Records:
——————

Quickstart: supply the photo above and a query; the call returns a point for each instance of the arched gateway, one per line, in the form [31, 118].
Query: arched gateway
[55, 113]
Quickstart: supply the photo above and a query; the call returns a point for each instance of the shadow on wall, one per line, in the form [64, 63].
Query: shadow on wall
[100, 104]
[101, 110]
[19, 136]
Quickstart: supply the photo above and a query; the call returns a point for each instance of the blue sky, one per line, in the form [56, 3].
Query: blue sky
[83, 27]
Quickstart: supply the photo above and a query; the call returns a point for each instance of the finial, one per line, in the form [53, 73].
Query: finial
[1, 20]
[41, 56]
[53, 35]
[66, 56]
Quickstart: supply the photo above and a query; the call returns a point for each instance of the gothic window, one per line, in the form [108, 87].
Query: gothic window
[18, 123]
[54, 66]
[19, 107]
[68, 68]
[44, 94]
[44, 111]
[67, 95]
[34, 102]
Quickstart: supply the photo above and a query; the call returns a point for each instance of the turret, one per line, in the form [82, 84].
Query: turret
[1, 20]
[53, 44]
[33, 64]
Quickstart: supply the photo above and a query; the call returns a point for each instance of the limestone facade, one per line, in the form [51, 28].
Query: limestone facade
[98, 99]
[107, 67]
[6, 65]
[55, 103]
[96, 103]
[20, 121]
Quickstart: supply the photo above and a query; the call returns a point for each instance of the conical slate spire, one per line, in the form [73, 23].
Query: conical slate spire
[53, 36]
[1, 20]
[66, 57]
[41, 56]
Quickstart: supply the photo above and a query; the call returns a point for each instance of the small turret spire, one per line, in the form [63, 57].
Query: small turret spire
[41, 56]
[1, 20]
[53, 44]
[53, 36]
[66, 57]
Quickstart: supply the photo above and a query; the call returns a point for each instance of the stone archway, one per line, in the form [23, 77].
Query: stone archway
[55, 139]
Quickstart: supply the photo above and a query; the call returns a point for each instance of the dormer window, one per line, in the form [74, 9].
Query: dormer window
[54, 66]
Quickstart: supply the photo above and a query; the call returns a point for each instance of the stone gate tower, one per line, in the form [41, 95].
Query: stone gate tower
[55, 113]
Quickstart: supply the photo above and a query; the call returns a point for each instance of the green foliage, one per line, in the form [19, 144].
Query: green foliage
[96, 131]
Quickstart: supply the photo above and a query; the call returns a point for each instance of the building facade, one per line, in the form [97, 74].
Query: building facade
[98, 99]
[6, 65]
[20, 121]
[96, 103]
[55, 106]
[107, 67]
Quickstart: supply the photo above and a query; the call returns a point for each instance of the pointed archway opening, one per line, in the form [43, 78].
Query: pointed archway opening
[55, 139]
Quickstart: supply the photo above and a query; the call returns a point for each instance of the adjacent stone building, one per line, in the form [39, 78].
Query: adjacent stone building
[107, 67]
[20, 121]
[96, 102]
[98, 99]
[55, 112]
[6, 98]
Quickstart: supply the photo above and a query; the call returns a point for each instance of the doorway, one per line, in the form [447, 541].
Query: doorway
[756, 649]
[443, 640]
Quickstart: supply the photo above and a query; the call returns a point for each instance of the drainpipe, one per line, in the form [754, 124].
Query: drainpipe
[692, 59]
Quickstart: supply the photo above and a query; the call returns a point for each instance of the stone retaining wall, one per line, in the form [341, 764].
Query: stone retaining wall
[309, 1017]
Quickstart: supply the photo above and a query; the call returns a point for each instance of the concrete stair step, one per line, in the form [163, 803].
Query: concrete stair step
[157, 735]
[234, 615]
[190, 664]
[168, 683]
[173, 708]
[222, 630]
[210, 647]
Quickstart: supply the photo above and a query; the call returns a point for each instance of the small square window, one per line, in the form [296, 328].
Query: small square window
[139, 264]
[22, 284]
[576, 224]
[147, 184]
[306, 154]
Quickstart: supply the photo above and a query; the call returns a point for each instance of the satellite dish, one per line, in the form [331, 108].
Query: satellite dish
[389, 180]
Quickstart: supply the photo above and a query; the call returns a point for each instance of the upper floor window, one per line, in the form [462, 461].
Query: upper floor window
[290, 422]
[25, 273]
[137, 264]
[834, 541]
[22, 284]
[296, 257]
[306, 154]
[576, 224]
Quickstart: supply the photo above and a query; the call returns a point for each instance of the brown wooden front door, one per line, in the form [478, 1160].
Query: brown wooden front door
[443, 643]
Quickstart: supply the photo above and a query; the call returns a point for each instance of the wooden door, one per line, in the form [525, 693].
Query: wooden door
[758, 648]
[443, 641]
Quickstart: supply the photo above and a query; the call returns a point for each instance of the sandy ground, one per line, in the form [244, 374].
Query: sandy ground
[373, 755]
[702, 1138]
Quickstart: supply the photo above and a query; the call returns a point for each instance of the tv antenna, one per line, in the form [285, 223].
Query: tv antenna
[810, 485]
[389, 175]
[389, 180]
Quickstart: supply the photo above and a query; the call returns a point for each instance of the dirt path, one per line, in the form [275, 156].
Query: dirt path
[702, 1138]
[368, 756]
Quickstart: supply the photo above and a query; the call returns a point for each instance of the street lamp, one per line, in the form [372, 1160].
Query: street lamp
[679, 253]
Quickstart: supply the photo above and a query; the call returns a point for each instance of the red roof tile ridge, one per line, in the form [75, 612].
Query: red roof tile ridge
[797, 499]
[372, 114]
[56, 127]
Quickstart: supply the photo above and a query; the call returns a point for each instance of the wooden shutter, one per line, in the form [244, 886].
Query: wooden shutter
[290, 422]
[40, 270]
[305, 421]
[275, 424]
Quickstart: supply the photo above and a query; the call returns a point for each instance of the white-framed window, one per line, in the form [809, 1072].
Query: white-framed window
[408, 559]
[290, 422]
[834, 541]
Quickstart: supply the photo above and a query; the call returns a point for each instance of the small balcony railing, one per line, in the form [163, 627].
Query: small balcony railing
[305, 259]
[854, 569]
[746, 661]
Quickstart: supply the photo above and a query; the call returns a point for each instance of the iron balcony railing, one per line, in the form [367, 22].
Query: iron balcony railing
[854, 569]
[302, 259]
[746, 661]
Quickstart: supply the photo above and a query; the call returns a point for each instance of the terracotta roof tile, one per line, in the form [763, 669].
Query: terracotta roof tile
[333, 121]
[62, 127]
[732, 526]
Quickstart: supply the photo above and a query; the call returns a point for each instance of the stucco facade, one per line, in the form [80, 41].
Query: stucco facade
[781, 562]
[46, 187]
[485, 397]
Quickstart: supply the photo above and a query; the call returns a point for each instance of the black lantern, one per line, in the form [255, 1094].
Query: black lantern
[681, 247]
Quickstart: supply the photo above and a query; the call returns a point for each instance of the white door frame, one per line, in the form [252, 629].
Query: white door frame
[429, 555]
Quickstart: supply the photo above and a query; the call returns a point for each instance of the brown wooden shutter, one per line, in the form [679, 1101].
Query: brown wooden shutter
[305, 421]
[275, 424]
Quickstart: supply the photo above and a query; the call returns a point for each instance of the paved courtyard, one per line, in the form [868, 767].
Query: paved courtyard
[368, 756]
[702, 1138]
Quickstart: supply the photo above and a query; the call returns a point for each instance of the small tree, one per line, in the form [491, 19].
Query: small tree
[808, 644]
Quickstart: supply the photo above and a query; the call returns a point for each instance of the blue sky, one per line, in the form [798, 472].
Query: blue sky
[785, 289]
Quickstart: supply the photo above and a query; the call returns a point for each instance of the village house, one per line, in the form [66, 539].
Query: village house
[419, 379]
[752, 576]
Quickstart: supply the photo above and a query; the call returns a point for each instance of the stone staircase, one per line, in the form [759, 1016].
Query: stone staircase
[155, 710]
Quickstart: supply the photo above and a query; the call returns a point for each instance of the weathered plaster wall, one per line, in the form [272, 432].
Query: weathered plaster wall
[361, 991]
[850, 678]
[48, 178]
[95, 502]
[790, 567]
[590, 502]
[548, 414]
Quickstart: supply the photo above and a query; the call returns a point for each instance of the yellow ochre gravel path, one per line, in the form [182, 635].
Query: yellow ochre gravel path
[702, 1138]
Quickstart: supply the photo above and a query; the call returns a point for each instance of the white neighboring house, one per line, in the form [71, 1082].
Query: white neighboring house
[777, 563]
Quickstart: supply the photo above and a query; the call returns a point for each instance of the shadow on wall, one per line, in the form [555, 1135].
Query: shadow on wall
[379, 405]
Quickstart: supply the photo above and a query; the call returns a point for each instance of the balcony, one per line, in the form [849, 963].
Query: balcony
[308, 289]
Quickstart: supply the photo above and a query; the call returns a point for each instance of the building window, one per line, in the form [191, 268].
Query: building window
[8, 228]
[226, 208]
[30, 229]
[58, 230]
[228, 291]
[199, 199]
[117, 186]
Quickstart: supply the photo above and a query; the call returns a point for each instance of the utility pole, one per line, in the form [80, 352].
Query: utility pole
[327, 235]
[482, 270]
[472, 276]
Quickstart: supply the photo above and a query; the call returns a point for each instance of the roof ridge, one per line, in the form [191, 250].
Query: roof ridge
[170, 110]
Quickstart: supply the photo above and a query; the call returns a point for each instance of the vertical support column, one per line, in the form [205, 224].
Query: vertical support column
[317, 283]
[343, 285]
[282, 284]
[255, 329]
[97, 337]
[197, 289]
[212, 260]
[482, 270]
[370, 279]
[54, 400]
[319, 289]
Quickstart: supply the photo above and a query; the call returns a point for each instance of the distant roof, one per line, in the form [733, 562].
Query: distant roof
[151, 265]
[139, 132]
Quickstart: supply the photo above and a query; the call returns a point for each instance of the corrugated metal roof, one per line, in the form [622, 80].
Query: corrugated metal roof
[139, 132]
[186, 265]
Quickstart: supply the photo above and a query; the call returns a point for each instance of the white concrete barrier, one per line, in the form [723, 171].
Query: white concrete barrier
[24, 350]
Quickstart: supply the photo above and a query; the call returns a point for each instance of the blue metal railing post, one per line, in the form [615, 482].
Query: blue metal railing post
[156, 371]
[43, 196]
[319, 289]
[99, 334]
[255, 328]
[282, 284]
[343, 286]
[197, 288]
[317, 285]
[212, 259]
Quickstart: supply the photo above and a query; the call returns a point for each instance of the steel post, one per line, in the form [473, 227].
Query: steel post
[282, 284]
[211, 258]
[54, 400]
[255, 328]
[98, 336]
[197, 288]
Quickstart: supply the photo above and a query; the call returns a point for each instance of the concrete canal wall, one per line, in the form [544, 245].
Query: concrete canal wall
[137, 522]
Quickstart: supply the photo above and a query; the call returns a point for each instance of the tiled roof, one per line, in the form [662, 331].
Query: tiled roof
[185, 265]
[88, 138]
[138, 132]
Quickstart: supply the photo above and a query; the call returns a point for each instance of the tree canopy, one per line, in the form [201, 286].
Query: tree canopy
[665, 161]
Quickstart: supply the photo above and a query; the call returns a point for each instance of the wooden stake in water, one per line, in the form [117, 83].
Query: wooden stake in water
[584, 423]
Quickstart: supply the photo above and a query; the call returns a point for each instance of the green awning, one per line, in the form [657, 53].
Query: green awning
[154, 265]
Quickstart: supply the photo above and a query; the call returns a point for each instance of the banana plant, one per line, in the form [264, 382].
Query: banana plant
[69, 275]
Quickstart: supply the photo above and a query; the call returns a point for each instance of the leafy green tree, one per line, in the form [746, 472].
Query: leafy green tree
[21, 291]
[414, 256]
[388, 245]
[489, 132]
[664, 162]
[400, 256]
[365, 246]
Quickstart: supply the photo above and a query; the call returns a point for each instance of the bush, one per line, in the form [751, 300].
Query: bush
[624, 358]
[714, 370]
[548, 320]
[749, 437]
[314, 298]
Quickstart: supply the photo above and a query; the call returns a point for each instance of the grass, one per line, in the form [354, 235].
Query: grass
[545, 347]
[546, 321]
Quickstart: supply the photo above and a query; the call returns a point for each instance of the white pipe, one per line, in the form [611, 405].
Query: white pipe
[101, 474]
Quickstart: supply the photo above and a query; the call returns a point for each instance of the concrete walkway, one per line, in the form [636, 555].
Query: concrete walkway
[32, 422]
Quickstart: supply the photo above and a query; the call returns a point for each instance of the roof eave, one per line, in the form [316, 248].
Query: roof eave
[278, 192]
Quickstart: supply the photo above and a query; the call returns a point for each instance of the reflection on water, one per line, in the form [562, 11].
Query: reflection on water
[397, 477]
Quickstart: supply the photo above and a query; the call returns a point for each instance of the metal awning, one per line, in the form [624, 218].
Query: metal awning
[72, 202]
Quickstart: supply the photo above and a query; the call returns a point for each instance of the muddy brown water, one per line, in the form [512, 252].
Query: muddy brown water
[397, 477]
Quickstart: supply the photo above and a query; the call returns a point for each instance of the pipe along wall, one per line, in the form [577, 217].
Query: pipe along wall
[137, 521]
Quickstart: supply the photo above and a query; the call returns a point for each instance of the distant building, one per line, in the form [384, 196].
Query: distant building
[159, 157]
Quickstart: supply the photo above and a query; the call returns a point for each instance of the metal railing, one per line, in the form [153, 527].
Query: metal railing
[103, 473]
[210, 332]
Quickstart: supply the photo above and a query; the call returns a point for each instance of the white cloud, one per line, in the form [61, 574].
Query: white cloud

——————

- [Exercise] Please repeat the records word for word, from the line containing "form [153, 527]." through the end of the records, including both ends.

- [Written solution]
Quickstart: supply the photo above and a query; the call returns a point for each instance of the metal railing, one per line, in the form [153, 527].
Query: metal railing
[103, 473]
[210, 332]
Quickstart: supply the photo above and a query; the call returns a point for each instance of the white cloud, one per line, in the form [61, 574].
Query: white cloud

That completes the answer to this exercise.